### Records shown
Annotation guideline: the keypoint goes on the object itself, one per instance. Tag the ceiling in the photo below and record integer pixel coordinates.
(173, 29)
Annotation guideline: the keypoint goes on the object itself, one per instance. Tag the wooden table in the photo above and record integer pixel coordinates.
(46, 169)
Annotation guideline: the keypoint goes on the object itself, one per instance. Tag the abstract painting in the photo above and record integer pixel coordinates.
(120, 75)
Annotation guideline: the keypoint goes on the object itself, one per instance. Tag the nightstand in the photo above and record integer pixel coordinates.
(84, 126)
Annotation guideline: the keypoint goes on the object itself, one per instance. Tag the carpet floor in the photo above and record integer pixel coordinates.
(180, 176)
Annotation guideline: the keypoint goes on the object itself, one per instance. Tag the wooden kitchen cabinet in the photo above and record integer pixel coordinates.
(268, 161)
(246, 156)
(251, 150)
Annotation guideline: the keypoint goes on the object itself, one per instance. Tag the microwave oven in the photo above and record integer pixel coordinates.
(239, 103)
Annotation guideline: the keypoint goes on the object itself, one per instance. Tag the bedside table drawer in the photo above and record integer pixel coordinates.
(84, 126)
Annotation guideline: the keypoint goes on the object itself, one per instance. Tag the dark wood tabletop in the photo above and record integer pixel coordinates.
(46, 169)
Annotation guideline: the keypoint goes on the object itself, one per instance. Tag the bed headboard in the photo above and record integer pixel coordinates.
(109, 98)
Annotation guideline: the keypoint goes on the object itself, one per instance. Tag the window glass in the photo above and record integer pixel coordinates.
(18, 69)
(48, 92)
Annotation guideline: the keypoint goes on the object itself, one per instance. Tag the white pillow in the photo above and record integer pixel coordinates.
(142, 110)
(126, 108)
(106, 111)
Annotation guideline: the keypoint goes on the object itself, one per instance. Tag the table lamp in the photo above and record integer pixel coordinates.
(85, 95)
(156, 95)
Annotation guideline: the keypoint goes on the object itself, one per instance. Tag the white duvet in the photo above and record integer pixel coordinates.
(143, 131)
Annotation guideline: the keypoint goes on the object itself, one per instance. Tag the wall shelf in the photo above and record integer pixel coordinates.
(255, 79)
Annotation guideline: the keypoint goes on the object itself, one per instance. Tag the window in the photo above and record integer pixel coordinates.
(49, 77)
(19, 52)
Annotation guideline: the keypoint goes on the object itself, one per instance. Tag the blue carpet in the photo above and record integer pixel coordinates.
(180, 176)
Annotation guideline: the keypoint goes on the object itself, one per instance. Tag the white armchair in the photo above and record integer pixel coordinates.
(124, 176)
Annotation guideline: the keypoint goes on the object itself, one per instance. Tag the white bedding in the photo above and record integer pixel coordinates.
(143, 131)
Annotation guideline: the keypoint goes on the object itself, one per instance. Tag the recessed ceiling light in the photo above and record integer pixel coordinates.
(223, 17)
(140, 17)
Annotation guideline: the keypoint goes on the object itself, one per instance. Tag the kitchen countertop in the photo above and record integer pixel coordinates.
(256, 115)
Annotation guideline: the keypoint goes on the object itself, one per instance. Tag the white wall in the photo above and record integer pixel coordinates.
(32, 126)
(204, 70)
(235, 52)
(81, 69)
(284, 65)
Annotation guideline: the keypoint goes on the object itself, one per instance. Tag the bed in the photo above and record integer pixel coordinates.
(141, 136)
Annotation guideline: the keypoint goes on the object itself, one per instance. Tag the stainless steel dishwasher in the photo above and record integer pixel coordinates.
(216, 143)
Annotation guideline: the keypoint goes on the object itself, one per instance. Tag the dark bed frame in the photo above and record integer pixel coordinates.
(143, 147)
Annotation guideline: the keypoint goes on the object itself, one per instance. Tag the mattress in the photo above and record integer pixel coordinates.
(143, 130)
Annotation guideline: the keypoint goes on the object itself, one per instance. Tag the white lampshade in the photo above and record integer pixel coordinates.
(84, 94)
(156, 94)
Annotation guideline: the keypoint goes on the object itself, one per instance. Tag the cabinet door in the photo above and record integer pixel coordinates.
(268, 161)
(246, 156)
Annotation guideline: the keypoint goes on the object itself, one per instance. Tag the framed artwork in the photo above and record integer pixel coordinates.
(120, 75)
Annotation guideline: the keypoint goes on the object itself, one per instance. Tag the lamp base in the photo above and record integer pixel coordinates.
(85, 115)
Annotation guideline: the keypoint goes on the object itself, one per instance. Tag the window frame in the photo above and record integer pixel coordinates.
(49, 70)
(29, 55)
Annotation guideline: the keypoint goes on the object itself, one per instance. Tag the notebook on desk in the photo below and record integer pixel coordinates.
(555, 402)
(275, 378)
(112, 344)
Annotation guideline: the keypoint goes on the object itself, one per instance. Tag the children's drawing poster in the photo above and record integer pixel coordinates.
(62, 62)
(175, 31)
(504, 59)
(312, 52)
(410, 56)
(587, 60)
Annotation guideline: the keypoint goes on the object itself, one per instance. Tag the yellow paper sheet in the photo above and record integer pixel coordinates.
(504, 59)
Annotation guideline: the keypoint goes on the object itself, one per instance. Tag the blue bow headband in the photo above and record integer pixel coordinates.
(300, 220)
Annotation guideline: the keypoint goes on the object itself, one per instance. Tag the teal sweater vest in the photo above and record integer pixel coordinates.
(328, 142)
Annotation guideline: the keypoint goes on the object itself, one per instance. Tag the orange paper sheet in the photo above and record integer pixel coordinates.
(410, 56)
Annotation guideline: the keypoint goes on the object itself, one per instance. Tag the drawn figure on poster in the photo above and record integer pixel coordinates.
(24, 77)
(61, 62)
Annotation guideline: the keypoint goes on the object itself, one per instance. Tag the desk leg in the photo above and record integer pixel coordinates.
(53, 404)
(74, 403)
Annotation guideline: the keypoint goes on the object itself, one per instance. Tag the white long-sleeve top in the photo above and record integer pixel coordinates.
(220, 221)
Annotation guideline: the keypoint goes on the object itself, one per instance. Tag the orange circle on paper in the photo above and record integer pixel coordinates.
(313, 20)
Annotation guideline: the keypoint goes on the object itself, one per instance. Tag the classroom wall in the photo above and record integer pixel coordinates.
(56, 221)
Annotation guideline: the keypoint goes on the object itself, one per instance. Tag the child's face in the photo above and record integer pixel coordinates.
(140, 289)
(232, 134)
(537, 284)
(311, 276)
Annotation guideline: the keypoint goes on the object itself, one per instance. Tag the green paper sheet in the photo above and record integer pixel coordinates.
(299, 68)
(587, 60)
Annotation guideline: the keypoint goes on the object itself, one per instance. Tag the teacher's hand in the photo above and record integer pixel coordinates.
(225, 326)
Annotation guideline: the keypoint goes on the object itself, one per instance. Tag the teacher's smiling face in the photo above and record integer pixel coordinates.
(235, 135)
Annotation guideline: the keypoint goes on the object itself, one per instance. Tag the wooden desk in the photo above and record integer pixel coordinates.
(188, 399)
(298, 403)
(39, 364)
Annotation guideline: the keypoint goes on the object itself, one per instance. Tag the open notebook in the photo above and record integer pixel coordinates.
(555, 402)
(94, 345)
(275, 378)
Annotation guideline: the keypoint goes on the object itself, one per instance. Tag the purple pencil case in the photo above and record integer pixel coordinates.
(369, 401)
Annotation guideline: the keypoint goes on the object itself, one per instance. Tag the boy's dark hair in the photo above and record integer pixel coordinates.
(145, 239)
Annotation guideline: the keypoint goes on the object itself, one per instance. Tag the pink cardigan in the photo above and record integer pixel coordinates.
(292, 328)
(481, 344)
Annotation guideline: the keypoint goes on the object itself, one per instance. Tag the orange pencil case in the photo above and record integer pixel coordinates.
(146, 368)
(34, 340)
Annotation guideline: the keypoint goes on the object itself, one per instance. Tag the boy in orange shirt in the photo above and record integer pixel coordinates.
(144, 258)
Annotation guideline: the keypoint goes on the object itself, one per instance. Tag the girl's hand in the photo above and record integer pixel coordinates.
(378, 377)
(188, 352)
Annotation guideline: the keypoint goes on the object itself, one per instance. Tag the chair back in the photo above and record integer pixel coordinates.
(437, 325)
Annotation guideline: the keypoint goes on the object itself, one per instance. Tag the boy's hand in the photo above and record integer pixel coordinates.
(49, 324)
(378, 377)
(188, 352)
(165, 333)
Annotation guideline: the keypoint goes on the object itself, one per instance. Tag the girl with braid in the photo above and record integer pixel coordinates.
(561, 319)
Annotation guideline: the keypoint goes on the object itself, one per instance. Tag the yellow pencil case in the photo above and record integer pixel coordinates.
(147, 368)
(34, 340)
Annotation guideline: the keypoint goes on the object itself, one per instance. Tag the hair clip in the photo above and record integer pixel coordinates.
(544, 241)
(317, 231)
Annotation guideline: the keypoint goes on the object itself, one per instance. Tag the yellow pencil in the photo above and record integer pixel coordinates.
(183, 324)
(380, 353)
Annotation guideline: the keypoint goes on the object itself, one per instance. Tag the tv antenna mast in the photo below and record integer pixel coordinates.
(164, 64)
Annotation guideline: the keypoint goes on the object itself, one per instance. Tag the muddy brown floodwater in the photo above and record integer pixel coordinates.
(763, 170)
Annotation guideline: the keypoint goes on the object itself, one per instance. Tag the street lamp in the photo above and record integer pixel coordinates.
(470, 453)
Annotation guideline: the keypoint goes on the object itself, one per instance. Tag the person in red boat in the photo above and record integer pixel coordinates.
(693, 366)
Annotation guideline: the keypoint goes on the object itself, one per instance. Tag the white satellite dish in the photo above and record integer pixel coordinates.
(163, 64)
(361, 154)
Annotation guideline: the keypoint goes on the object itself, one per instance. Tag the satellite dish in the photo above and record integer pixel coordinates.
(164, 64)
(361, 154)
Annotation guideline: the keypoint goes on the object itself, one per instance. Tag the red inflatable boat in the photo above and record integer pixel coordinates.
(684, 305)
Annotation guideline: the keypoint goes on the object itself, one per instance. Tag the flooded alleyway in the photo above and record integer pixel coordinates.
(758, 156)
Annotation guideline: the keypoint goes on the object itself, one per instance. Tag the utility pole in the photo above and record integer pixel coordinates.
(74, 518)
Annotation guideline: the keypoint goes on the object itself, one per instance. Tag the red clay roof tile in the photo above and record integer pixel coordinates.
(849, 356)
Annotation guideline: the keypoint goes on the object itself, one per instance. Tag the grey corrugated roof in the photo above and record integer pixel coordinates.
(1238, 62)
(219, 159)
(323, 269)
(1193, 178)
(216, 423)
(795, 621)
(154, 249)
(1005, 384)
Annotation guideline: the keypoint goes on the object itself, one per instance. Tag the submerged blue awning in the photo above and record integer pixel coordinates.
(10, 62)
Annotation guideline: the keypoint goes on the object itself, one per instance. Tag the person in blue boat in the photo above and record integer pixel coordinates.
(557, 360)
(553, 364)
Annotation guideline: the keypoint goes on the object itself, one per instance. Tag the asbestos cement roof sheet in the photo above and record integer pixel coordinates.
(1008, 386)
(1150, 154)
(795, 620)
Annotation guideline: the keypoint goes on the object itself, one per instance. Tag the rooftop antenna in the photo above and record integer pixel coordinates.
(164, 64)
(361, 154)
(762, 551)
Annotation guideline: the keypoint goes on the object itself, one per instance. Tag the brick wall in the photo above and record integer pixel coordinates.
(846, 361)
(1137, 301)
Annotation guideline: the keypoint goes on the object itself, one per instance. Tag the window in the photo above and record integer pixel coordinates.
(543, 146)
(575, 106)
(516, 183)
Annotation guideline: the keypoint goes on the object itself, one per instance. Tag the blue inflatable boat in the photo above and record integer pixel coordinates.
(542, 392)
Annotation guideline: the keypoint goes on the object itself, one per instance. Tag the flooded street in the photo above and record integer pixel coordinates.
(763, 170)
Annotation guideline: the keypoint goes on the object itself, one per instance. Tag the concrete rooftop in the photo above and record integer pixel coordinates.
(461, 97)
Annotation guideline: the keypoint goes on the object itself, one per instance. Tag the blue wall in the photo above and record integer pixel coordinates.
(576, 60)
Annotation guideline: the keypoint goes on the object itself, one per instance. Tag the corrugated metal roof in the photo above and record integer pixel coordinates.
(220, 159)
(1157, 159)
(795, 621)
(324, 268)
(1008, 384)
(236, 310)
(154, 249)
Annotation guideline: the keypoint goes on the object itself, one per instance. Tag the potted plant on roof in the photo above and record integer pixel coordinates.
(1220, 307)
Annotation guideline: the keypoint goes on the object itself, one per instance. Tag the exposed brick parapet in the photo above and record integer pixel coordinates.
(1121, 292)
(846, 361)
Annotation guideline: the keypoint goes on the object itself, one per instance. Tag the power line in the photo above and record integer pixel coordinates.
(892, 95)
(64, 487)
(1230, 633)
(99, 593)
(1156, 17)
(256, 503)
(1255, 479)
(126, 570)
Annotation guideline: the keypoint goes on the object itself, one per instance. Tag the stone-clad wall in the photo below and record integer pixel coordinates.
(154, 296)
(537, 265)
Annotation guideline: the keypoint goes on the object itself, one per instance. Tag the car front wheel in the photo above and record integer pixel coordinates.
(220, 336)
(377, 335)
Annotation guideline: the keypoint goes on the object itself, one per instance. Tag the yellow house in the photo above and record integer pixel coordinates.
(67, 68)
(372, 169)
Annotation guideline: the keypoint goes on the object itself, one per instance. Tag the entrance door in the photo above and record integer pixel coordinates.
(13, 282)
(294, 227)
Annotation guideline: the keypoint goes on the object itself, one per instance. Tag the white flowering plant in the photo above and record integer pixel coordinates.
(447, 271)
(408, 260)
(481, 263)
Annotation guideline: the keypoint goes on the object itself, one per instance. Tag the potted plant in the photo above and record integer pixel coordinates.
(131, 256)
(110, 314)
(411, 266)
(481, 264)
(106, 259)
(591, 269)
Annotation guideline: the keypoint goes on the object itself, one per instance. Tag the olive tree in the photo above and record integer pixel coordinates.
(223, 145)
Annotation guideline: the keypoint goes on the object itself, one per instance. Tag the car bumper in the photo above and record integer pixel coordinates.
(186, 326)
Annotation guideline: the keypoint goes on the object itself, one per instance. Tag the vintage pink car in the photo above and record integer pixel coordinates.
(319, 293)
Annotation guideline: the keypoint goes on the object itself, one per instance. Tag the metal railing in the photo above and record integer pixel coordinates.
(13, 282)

### Directive
Convert the records from the line containing "Tag the stone-clad" through the end of the records into a JSON list of strings, one string per line, leaving out blank lines.

### Expected answer
[
  "Annotation guideline: the keypoint goes on the object itself, one per instance. Tag the stone-clad wall in the photo below and record integer pixel coordinates.",
  "(154, 296)",
  "(537, 265)",
  "Annotation guideline: the keypoint goes on the object itself, one per instance. Tag the car front wheel in the photo above and record integer pixel coordinates.",
  "(220, 336)",
  "(377, 335)",
  "Annotation guideline: the keypoint goes on the object itself, one per instance. Tag the yellow house in the photo above and record integer pixel coordinates.",
  "(67, 68)",
  "(372, 169)",
  "Annotation guideline: the keypoint goes on the object itself, one per instance. Tag the entrance door in the photo above and record integer pixel coordinates.",
  "(13, 282)",
  "(294, 227)",
  "Annotation guideline: the keypoint goes on the object itself, one per instance. Tag the white flowering plant in the photo above and record integer pixel coordinates.",
  "(447, 271)",
  "(408, 260)",
  "(481, 263)",
  "Annotation guideline: the keypoint goes on the object itself, one per instance. Tag the potted plant in the photo above and record integer pixel coordinates.",
  "(131, 256)",
  "(110, 314)",
  "(411, 266)",
  "(481, 264)",
  "(106, 259)",
  "(591, 269)",
  "Annotation guideline: the keypoint goes on the object itself, one per instance. Tag the olive tree in the photo above and record integer pixel coordinates.",
  "(223, 145)",
  "Annotation guideline: the keypoint goes on the object itself, one per instance. Tag the car bumper in the photo above and record integer pixel coordinates.",
  "(186, 326)",
  "Annotation guideline: the keypoint goes on the object itself, one per instance. Tag the vintage pink car in the photo above and record integer pixel coordinates.",
  "(319, 293)",
  "Annotation guideline: the keypoint goes on the object itself, one per instance. Tag the metal railing in the photo above and record integer pixel coordinates.",
  "(13, 282)"
]